_EXERCISE INSTRUCTIONS_. Return a copy of every line in the data below that contains "white".

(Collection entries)
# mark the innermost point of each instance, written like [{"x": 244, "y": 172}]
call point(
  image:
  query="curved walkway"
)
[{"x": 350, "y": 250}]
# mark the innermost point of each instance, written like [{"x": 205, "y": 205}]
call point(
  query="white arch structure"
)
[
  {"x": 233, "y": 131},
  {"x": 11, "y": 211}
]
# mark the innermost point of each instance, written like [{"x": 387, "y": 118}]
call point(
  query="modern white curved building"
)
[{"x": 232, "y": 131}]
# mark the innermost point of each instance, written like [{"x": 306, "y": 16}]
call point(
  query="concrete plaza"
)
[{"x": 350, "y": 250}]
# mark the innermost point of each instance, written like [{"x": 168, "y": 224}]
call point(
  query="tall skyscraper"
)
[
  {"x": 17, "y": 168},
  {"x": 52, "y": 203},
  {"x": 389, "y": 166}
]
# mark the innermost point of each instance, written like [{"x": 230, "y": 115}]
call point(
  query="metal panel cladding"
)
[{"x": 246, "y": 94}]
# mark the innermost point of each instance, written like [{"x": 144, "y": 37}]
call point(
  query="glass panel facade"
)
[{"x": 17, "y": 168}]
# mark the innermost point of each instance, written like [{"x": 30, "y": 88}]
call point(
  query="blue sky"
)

_OUTPUT_.
  query="white arch structure"
  query="modern white curved building"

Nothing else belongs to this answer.